(Text section begins)

I think we should prepare ourselves for more of this type of fake science marketing, so I for one would like the proper scientists to make sure their papers are written in a more disciplined way with this in mind.

Note: after reading Naviaux’s last paper I may be giving him more credit than is due. I dislike woolly conjecture dressed up as science, so in that respect Mead and Naviaux are really in the same camp
 
I wonder if my cognitive problems could be put down to the guillotine? An increased spatial displacement of a few feet between the head and body of one of my ancestors, coupled with a temporal displacement of a couple of hundred years, might lead to a genetic predisposition to slow down processing a bit
 
Results: Of the 93 391 study persons, 45 955 (49.2%) were women and 47 436 (50.8) were men; mean (SD) age in 2012 among survivors was 45.4 (6.58) years. Female offspring of mothers evacuated to Sweden during childhood had an elevated risk of psychiatric hospitalization (hazard ratio for any type of psychiatric disorder: 2.04 [95% CI, 1.04-4.01]; hazard ratio for mood disorder: 4.68 [95% CI, 1.92-11.42]). There was no excess risk of being hospitalized for a psychiatric disorder among women whose fathers were exposed to the Finnish evacuation policy during World War II or among men whose mothers or fathers were exposed.
I'm immediately suspicious of the results of this study, because they immediately break them down by gender without stating up-front that gender and gender interactions are likely to be important. My suspicion is that there were no overall effects, so they went fishing by comparing different parent-child gender combinations.

(Text section ends)

• Task: In the text about the Finnish wartime evacuation study, how many of the study persons were women?

(Extracted data begins)

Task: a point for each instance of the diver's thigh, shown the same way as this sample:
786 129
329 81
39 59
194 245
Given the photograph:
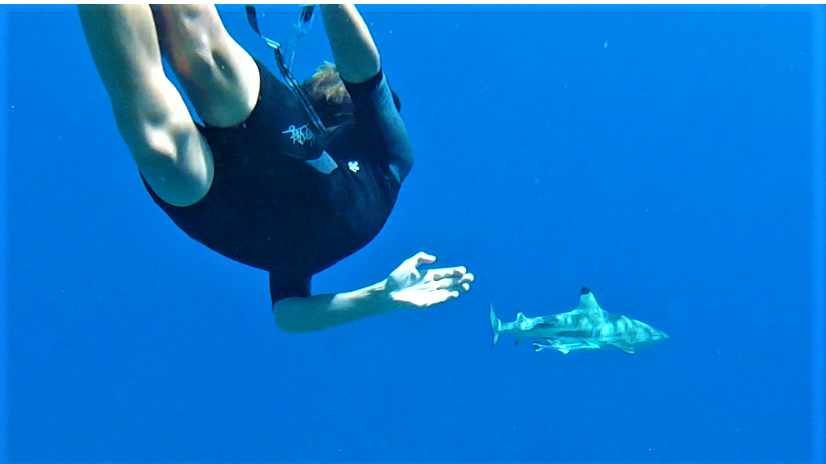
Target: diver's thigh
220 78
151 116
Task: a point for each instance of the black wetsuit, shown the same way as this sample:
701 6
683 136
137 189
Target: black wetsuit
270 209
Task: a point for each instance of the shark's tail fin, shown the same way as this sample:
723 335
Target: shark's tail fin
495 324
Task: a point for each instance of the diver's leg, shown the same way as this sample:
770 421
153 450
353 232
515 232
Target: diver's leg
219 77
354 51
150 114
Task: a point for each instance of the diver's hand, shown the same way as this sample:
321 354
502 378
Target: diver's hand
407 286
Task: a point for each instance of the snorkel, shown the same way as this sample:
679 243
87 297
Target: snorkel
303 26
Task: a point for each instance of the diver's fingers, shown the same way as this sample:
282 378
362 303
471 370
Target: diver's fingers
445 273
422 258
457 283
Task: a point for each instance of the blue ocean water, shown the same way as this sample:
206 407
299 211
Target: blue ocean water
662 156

(Extracted data ends)

• Task result: 45 955 (49.2%) of the study persons were women.